*Exercise description*. The response should be the complete listing below, unchanged.

*Supplied material*.
== Segment start ==

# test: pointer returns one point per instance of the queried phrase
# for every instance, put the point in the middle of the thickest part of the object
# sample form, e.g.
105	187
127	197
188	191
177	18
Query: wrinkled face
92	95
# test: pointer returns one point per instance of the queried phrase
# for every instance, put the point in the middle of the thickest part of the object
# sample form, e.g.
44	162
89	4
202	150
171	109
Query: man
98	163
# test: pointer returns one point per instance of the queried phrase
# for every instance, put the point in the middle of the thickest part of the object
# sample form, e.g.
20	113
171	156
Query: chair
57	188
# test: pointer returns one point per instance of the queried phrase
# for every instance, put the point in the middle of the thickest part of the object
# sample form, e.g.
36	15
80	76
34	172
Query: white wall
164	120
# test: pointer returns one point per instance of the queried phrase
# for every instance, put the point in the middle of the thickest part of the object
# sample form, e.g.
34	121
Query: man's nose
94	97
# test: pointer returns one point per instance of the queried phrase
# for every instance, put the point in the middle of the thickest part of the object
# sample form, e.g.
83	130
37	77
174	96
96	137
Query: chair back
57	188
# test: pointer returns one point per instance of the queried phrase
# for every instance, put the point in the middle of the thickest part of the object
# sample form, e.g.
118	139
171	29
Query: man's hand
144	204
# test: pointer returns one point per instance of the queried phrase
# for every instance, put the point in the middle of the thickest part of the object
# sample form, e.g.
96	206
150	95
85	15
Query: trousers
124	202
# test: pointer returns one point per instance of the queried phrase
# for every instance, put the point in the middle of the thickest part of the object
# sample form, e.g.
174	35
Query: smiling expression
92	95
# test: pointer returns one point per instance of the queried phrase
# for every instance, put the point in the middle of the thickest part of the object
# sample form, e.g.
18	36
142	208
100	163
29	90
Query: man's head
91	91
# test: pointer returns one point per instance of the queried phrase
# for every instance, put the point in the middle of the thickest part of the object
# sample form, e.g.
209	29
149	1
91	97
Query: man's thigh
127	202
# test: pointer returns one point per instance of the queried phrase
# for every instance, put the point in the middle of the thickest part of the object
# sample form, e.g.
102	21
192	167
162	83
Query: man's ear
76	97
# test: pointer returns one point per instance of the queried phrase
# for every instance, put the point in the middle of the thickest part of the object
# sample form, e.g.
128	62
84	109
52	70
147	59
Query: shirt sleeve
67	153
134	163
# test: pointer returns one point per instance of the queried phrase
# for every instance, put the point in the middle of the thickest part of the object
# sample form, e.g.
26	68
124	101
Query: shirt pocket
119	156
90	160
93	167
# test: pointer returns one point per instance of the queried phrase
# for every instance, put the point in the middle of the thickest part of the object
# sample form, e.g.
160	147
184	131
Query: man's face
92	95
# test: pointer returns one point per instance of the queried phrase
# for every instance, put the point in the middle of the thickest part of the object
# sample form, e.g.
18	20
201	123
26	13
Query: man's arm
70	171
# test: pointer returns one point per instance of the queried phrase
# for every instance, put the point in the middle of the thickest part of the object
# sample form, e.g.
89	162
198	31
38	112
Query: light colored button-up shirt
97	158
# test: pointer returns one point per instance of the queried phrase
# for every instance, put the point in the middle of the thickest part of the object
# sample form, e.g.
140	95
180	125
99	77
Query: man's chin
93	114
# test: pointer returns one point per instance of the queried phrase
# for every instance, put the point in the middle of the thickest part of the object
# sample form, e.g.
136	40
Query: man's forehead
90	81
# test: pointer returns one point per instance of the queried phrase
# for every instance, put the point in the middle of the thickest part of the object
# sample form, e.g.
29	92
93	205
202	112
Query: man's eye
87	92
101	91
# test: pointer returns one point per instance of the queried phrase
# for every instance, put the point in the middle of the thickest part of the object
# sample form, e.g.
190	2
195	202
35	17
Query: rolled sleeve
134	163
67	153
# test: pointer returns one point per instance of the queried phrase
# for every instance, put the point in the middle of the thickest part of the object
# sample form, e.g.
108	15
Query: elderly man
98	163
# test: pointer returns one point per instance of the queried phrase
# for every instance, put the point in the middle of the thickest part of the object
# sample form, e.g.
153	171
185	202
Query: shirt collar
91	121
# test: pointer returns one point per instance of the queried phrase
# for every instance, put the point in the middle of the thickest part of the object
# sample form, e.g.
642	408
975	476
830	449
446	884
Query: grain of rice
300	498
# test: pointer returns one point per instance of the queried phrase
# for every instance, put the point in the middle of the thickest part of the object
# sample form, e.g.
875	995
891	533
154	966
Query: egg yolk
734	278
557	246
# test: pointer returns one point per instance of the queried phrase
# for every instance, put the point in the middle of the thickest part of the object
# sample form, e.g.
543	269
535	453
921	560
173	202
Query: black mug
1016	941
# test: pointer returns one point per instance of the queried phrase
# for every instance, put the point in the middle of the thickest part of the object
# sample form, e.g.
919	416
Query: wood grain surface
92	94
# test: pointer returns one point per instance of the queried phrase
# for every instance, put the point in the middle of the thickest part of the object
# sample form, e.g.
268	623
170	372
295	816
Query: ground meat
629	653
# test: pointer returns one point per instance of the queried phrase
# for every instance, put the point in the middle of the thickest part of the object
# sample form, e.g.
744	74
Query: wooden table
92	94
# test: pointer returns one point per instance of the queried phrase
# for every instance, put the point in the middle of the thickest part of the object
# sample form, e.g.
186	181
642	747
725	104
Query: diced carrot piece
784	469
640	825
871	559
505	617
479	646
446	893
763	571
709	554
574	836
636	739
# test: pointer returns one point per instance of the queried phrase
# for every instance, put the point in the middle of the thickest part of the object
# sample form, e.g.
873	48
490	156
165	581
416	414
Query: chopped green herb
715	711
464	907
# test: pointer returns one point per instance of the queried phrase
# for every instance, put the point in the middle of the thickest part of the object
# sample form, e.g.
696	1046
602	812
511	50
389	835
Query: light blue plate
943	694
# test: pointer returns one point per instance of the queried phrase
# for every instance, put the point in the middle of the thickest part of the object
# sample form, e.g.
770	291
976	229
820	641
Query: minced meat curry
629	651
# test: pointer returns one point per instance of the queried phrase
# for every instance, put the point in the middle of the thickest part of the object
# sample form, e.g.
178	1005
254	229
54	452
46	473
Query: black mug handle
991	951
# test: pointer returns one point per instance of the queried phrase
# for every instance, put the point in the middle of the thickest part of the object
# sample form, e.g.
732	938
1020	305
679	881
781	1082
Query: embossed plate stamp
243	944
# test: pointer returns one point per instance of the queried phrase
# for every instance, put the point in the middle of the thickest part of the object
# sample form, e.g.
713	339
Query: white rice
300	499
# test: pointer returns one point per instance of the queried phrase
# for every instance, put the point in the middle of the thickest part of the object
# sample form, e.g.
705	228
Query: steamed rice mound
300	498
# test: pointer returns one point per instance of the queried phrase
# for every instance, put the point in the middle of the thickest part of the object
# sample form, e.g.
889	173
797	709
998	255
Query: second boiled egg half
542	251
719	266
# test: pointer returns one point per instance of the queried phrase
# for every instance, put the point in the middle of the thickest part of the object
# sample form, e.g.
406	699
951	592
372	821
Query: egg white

== Segment end ==

*Response to the exercise*.
# test: pointer returns one point per instance of the queried phrase
# for every instance, put the point in the middle of the thickest part of the object
# sample form, e.g.
105	187
127	197
188	191
177	18
Query: wrinkled face
92	95
# test: pointer returns one point per instance of the queried phrase
# for every instance, put the point in the middle of the thickest part of the object
# sample form, e.g.
44	162
89	4
202	150
171	109
Query: man
98	163
# test: pointer returns one point per instance of the queried phrase
# for every instance, put the point in the middle of the thickest part of the object
# sample form, e.g.
20	113
171	156
Query: chair
57	188
# test: pointer returns one point per instance of the queried phrase
# for every instance, put the point in the middle of the thickest part of the object
# sample form, e.g.
36	15
80	76
34	172
Query: white wall
164	120
# test: pointer returns one point per instance of the queried phrase
# for every instance, put the point in the middle of the thickest part of the object
# sample form, e.g.
34	121
Query: man's nose
94	97
# test: pointer returns one point per instance of the queried phrase
# for every instance, put the point in the middle of the thickest part of the object
# sample form, e.g.
83	130
37	77
174	96
96	137
Query: chair back
57	188
# test: pointer returns one point per instance of the queried phrase
# for every instance, put the point in the middle of the thickest part of the object
# sample form, e.g.
118	139
171	29
Query: man's hand
144	204
# test: pointer returns one point per instance of the queried phrase
# for every instance, put the point in the middle of the thickest part of the object
# sample form, e.g.
96	206
150	95
85	15
Query: trousers
124	202
# test: pointer returns one point per instance of the queried phrase
# for every instance, put the point in the middle of the thickest part of the object
# sample form, e.g.
174	35
Query: smiling expression
92	95
# test: pointer returns one point per instance of the queried phrase
# for every instance, put the point in the middle of the thickest part of the object
# sample form, e.g.
18	36
142	208
100	163
29	90
Query: man's head
91	91
# test: pointer returns one point per instance of the queried phrase
# for every instance, put the point in the middle of the thickest part of the object
# sample form, e.g.
209	29
149	1
91	97
Query: man's thigh
127	202
# test: pointer returns one point per instance of the queried phrase
# for every instance, put the point in the middle of the thickest part of the object
# sample form, e.g.
102	21
192	167
162	83
Query: man's ear
76	97
# test: pointer returns one point per instance of the queried phrase
# for every instance, put the point in the middle of the thickest part of the object
# sample form, e.g.
128	62
84	109
52	70
147	59
Query: shirt sleeve
67	153
134	163
# test: pointer returns one point per instance of the queried phrase
# for every instance, put the point in the middle of the thickest part of the object
# sample form, e.g.
26	68
124	101
Query: shirt pocket
119	156
90	160
93	167
# test: pointer returns one point per instance of the queried phrase
# for every instance, put the point in the middle of the thickest part of the object
# sample form, e.g.
160	147
184	131
Query: man's face
92	95
# test: pointer returns one point per instance of the queried phrase
# for every instance, put the point in the middle of the thickest part of the object
# sample form, e.g.
18	20
201	123
26	13
Query: man's arm
70	171
# test: pointer returns one point per instance of the queried phrase
# for every instance, put the point in the middle of the thickest part of the object
# sample form, e.g.
89	162
198	31
38	112
Query: light colored button-up shirt
97	158
# test: pointer returns one point per instance of the queried phrase
# for every instance, put the point in the middle of the thickest part of the object
# sample form, e.g.
140	95
180	125
99	77
Query: man's chin
93	114
# test: pointer returns one point per instance of the queried phrase
# for every instance, put the point in the middle of the thickest part of the object
# sample form, e.g.
136	40
Query: man's forehead
90	81
# test: pointer returns one point per instance of the queried phrase
# for every instance, put the point in the middle of the thickest part of the object
# sample form, e.g.
29	92
93	205
202	112
Query: man's eye
87	92
101	91
# test: pointer returns one point per instance of the queried phrase
# for every instance, put the point in the middle of the thickest part of the object
# sample form, e.g.
190	2
195	202
35	17
Query: rolled sleeve
134	163
67	153
# test: pointer returns one point per instance of the queried phrase
# for every instance, put the point in the middle of the thickest part of the object
# sample form, e.g.
108	15
Query: elderly man
98	163
# test: pointer returns one point per instance of the queried phrase
# for every instance, put the point in the middle of the thickest part of the object
# sample form, e.g.
153	171
185	202
Query: shirt collar
91	121
# test: pointer returns one point per instance of the queried phrase
# for every instance, put the point in the middle of the thickest part of the object
# sample form, e.g.
642	408
975	476
830	449
446	884
Query: grain of rice
300	498
# test: pointer returns one point per instance of the queried phrase
# for every instance, put the point in the middle of the thickest part of the object
# sample form, e.g.
875	995
891	533
154	966
Query: egg yolk
734	278
557	246
# test: pointer returns one point per instance of the queried phrase
# for every instance, put the point in the middle of the thickest part of the object
# sample form, e.g.
543	269
535	453
921	560
173	202
Query: black mug
1016	941
# test: pointer returns one point per instance of the queried phrase
# for every instance, put the point in the middle of the thickest part of the object
# sample form, e.g.
919	416
Query: wood grain surface
92	94
# test: pointer returns one point per instance of the queried phrase
# for every instance, put the point in the middle of the thickest part of the object
# sample form, e.g.
268	623
170	372
295	816
Query: ground meat
629	653
# test: pointer returns one point per instance of the queried phrase
# for every instance, put the point in the middle of the thickest part of the object
# sample form, e.g.
744	74
Query: wooden table
92	94
# test: pointer returns one point per instance of the queried phrase
# for every instance, put the point in the middle of the thickest part of the object
# sample form, e.g.
186	181
642	747
725	104
Query: diced carrot piece
784	469
640	825
871	559
505	617
479	646
446	893
763	571
709	554
574	836
636	739
# test: pointer returns one point per instance of the queried phrase
# for every instance, put the point in the middle of the thickest part of the object
# sample form, e.g.
873	48
490	156
165	581
416	414
Query: chopped green herb
715	711
464	907
# test: pointer returns one point per instance of the queried phrase
# for every instance, put the point in the middle of the thickest part of the object
# sample form, e.g.
696	1046
602	812
511	50
389	835
Query: light blue plate
943	694
# test: pointer returns one point per instance of the queried phrase
# for every instance, put the point in the middle of the thickest part of the object
# sample form, e.g.
770	291
976	229
820	641
Query: minced meat curry
629	651
# test: pointer returns one point per instance of the queried phrase
# for every instance, put the point in the middle of the thickest part of the object
# sample form, e.g.
178	1005
254	229
54	452
46	473
Query: black mug handle
991	951
# test: pointer returns one point per instance of the queried phrase
# for every instance, put the point in the middle of the thickest part of the object
# sample form, e.g.
732	938
1020	305
679	881
781	1082
Query: embossed plate stamp
243	944
# test: pointer returns one point per instance of the queried phrase
# for every instance, put the point in the middle of the thickest part of the object
# sample form, e.g.
713	339
Query: white rice
300	499
# test: pointer returns one point per instance of the queried phrase
# for every instance, put the point in the middle of the thickest part of the object
# sample form, e.g.
705	228
Query: steamed rice mound
300	498
# test: pointer returns one point per instance of the queried phrase
# for every instance, put the point in the middle of the thickest part of the object
# sample form, e.g.
889	173
797	709
998	255
Query: second boiled egg half
542	251
719	266
# test: pointer returns one point per instance of the queried phrase
# for every instance, put the point in the middle of the thickest part of the object
# sample form, e.g.
406	699
951	592
372	821
Query: egg white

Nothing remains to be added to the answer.